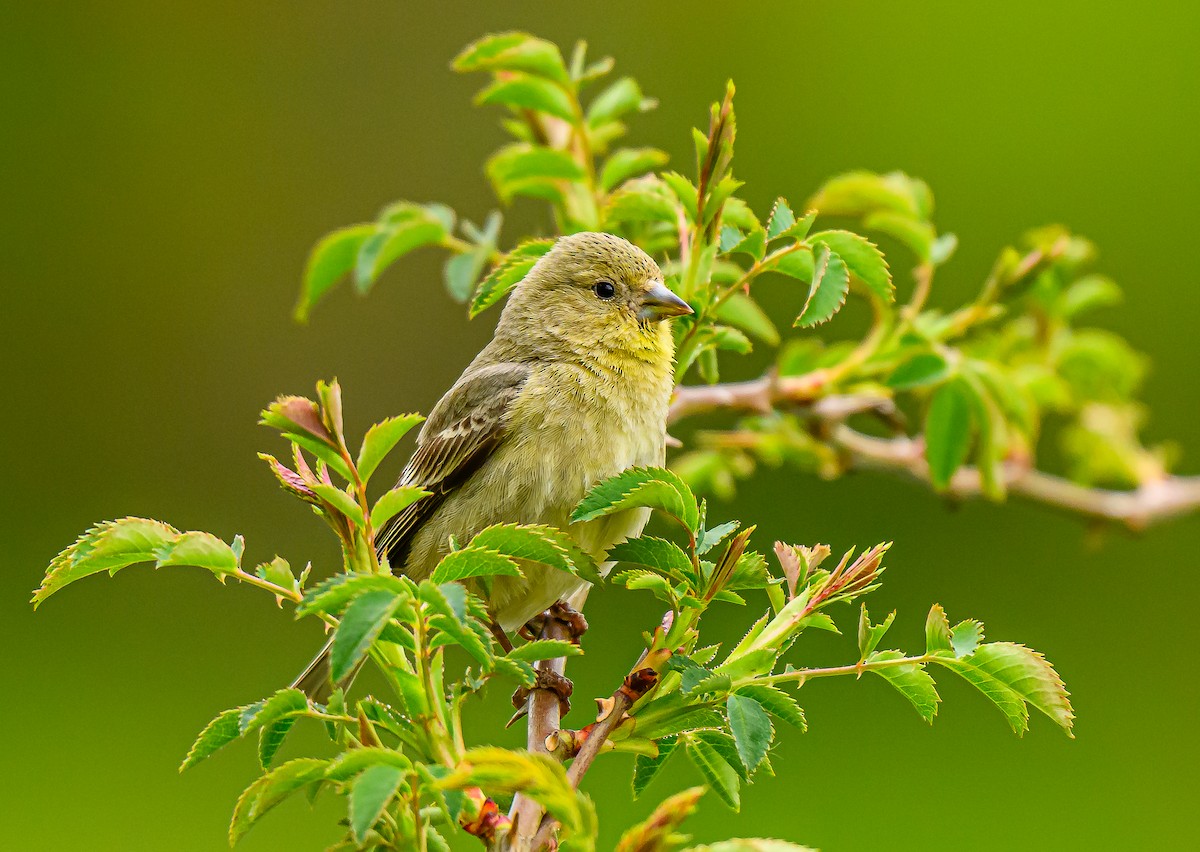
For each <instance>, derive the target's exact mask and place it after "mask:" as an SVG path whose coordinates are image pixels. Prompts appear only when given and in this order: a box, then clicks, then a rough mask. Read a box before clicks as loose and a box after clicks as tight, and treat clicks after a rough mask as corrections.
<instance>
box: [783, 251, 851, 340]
mask: <svg viewBox="0 0 1200 852" xmlns="http://www.w3.org/2000/svg"><path fill="white" fill-rule="evenodd" d="M848 290H850V272H848V270H847V269H846V264H845V263H844V262H842V259H841V258H840V257H838V256H836V254H835V253H834V252H832V251H830V250H829V246H826V245H822V246H820V247H818V248H817V250H816V253H815V254H814V257H812V283H811V286H810V287H809V298H808V299H806V300H805V302H804V308H803V310H802V311H800V316H798V317H797V318H796V322H794V323H793V325H796V326H799V328H811V326H814V325H820V324H821V323H824V322H828V320H829V319H830V318H832V317H833V314H835V313H836V312H838V311H839V310H840V308H841V306H842V305H844V304H846V293H847V292H848Z"/></svg>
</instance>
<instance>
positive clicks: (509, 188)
mask: <svg viewBox="0 0 1200 852" xmlns="http://www.w3.org/2000/svg"><path fill="white" fill-rule="evenodd" d="M486 172H487V176H488V179H490V180H491V181H492V186H493V187H496V193H497V194H498V196H499V197H500V199H502V200H503V202H505V203H508V202H510V200H512V197H514V196H533V197H545V191H544V190H539V187H547V186H548V187H550V188H551V190H554V187H553V184H554V181H559V180H581V179H582V178H583V168H582V167H581V166H580V164H578V163H577V162H576V161H575V158H574V157H572V156H571V155H570V154H568V152H566V151H563V150H559V149H556V148H546V146H545V145H530V144H528V143H523V142H518V143H514V144H511V145H505V146H504V148H502V149H500V150H498V151H497V152H496V154H493V155H492V156H491V157H490V158H488V161H487V166H486ZM554 191H556V192H557V190H554Z"/></svg>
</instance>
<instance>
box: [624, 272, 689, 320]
mask: <svg viewBox="0 0 1200 852" xmlns="http://www.w3.org/2000/svg"><path fill="white" fill-rule="evenodd" d="M688 313H692V310H691V305H689V304H688V302H685V301H684V300H683V299H680V298H679V296H677V295H676V294H674V293H672V292H671V290H668V289H667V286H666V284H664V283H662V282H661V281H655V282H654V283H653V284H652V286H650V288H649V289H648V290H646V293H643V294H642V310H641V311H638V312H637V318H638V319H641V320H642V322H643V323H649V322H655V323H656V322H658V320H660V319H666V318H667V317H683V316H685V314H688Z"/></svg>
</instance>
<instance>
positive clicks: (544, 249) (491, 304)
mask: <svg viewBox="0 0 1200 852" xmlns="http://www.w3.org/2000/svg"><path fill="white" fill-rule="evenodd" d="M553 247H554V241H553V240H529V241H528V242H522V244H521V245H520V246H517V247H516V248H514V250H512V251H511V252H509V253H508V254H505V256H504V259H502V260H500V262H499V263H498V264H496V266H494V268H493V269H492V271H491V272H488V275H487V277H486V278H484V281H482V282H480V284H479V289H478V290H476V292H475V298H474V299H473V300H472V302H470V317H472V318H475V317H478V316H479V314H480V313H482V312H484V311H486V310H487V308H490V307H491V306H492V305H494V304H496V302H498V301H499V300H500V299H503V298H504V296H505V295H506V294H508V292H509V290H511V289H512V288H514V287H516V286H517V283H518V282H520V281H521V280H522V278H523V277H524V276H527V275H528V274H529V270H532V269H533V266H534V264H535V263H538V258H540V257H541V256H542V254H545V253H546V252H548V251H550V250H551V248H553Z"/></svg>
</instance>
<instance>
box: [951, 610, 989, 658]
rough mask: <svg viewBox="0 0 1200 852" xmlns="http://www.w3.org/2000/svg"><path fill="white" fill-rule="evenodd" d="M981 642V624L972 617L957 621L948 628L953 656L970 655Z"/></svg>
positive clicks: (976, 648) (975, 651)
mask: <svg viewBox="0 0 1200 852" xmlns="http://www.w3.org/2000/svg"><path fill="white" fill-rule="evenodd" d="M982 643H983V624H980V623H979V622H977V620H976V619H973V618H968V619H966V620H964V622H959V623H958V624H955V625H954V629H953V630H950V646H952V648H953V649H954V655H955V656H959V658H961V656H970V655H971V654H973V653H976V649H977V648H978V647H979V646H980V644H982Z"/></svg>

## [Instructions for the task]
I'd like the lines above from the one with "box: [951, 610, 989, 658]" up to and including the one with "rough mask: <svg" copied exactly, with no other lines.

## [Answer to the exercise]
box: [951, 610, 989, 658]
rough mask: <svg viewBox="0 0 1200 852" xmlns="http://www.w3.org/2000/svg"><path fill="white" fill-rule="evenodd" d="M981 642V624L972 617L957 621L948 628L953 656L970 655Z"/></svg>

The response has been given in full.